TAREFAS A RESOLVER.
1. Extraia do texto sobre o SUS o trecho exato que começa nas palavras "O infectologista afirma" e termina logo após "planos de saúde.".
2. Continue o texto sobre as críticas de David Uip ao SUS a partir da última frase apresentada.

TRECHO DO DOCUMENTO.
* * *

O infectologista David Uip afirma que o atendimento universal -previsto na Constituição- é um "engano de retórica". Segundo Uip, não é possível dar um atendimento decente a toda a população com os recursos disponíveis hoje para a Saúde.
"O Estado tem de ir a público dizer o que pode e o que não pode fazer. O que não pode ocorrer são duas filas: uma que não anda e outra que anda, que é a do convênio. Não pode haver fila dupla", afirma Uip, que é professor livre-docente de doenças infecto-contagiosas e parasitárias da Faculdade de Medicina da Universidade de São Paulo e diretor da Casa da Aids.
O infectologista afirma que a única solução para a crise é retirar das "costas" do SUS (Sistema Único de Saúde) os 41 milhões de pessoas que hoje pagam planos de saúde.
"Se você tira da responsabilidade do SUS os 41 milhões, quem fica vai ser mais bem atendido."

* * *

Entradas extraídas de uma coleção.

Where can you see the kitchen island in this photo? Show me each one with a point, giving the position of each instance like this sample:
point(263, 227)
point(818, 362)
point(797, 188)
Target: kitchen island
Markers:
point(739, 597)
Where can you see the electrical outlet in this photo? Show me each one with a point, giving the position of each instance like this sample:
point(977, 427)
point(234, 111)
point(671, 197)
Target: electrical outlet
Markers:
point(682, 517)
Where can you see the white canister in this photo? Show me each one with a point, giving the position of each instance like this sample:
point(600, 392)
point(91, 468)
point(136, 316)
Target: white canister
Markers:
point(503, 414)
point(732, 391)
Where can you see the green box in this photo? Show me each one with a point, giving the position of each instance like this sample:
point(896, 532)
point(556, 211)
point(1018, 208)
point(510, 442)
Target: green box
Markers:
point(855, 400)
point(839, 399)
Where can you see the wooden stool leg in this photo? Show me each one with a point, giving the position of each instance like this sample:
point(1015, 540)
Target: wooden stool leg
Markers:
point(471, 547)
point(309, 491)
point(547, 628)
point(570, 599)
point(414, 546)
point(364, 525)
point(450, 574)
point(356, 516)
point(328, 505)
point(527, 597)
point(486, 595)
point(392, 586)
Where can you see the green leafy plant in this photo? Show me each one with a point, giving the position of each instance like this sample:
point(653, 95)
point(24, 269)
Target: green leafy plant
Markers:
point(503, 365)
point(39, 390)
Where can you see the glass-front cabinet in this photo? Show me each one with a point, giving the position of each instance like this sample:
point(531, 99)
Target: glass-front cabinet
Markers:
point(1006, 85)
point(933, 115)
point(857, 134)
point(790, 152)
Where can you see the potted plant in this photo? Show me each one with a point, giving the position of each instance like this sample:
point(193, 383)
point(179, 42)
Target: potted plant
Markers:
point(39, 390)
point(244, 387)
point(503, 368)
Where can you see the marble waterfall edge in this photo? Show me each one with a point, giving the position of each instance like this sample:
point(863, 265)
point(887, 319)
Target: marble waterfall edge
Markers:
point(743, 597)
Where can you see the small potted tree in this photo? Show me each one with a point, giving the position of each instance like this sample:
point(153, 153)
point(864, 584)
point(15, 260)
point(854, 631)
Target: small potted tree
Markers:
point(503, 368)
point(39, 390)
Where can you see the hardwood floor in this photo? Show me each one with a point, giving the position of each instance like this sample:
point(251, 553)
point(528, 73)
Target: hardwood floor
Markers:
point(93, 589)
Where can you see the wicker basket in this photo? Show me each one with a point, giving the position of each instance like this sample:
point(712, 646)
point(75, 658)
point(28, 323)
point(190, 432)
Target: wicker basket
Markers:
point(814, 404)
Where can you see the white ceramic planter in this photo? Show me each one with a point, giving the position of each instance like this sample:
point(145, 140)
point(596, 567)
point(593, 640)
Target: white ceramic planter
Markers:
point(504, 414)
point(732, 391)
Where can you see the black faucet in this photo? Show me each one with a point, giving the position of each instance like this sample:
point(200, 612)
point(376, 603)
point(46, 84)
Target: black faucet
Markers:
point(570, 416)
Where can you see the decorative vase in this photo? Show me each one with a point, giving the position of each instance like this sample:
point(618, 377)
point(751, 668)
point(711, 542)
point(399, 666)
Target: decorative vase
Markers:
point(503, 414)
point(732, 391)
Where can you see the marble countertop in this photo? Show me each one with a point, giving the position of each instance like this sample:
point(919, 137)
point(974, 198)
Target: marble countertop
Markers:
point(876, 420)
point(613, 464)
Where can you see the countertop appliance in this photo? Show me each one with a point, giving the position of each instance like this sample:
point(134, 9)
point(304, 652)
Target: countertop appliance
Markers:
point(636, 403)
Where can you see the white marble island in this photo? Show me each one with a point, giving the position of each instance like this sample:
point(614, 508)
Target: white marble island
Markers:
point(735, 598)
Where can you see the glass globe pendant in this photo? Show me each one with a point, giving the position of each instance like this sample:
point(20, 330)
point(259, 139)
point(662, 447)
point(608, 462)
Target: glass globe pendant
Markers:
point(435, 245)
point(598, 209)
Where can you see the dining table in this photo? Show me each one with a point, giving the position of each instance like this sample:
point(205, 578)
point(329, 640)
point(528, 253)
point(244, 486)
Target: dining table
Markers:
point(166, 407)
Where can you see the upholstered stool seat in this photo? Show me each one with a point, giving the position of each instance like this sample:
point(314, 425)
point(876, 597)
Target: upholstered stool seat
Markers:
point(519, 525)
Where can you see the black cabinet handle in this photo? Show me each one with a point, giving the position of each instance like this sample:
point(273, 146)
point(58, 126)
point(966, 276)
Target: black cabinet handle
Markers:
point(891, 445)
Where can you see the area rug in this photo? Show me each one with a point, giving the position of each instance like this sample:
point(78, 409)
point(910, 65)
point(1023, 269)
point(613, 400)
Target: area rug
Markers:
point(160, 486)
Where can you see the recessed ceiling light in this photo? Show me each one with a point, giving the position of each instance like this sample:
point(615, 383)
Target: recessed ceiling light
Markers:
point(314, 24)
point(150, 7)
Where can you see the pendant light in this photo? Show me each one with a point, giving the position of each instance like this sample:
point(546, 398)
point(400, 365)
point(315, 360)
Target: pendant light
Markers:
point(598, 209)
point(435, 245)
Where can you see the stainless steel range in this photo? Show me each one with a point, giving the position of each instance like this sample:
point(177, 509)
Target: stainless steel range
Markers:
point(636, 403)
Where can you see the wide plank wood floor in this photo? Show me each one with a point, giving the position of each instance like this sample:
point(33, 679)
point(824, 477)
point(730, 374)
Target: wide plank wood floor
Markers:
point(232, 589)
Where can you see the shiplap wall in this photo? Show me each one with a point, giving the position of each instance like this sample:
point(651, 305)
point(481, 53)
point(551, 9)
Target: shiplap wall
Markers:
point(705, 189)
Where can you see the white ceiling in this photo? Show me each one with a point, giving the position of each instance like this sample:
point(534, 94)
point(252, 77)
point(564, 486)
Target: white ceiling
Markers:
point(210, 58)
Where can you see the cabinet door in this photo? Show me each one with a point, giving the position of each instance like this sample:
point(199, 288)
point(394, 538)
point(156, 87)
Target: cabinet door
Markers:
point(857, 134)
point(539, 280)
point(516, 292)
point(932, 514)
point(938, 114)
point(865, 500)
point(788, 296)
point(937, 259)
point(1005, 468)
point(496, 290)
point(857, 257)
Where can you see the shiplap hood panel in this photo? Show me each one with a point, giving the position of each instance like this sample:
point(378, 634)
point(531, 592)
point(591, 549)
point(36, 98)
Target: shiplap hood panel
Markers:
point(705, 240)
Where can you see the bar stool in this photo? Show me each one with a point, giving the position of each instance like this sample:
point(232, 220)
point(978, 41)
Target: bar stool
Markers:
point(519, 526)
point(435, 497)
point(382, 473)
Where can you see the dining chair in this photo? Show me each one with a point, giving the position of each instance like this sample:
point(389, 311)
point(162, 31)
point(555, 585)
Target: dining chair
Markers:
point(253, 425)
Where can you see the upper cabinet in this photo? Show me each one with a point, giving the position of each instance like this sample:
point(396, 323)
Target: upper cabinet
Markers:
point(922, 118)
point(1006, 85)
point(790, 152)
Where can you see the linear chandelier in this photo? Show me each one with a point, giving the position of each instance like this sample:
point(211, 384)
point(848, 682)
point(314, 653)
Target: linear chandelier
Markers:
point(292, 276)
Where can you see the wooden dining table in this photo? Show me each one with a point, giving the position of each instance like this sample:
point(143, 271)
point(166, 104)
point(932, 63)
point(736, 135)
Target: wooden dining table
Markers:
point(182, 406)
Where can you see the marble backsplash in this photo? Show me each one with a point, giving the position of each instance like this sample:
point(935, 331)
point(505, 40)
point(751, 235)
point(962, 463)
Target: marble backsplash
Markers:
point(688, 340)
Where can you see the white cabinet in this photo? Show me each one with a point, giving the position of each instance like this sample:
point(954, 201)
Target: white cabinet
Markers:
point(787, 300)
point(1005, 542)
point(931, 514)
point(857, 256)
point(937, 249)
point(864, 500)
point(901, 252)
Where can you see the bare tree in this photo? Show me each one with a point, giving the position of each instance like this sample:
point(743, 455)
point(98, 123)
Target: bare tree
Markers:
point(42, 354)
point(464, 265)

* * *

RESPOSTAS POR TAREFA.
1.
O infectologista afirma que a única solução para a crise é retirar das "costas" do SUS (Sistema Único de Saúde) os 41 milhões de pessoas que hoje pagam planos de saúde.

2.
Folha - Na sua opinião, o que está errado com a saúde do país? Trata-se de uma questão de modelo, de recursos ou de gestão?
David Uip -
Acho que é um misto de falta de dinheiro e de má gestão. Duas coisas são claras. Não é possível que quem paga plano de saúde também se sirva da rede do SUS (Sistema Único de Saúde). Os planos têm de ser responsáveis por seus segurados. Têm de cobrir tudo. Na minha cabeça, não tem lógica que o SUS acabe pagando também por quem paga planos ou seguros saúde.
Folha - E os recursos para a saúde, são insuficientes?
Uip
- A saúde tem de ter mais recursos. Falta dinheiro, é claro. Mas tem de haver também um gerenciamento com mais competência. O dinheiro que sai do caixa tem de chegar igual na ponta. Isso só ocorre com vigilância. Quem vai fiscalizar? Na minha opinião, um conselho comunitário. Então, são necessários recursos, gerenciamento e priorização.
Folha - O sistema proposto na Constituição -o atendimento universal convivendo com a iniciativa privada- é viável para o país?
Uip -
Acho que isso é um engano de retórica. Não há recursos para atender todos com dignidade. Acho que o Estado tem de saber até onde pode chegar, e a sociedade vai ter de se virar para fazer o resto. O modelo já está pronto.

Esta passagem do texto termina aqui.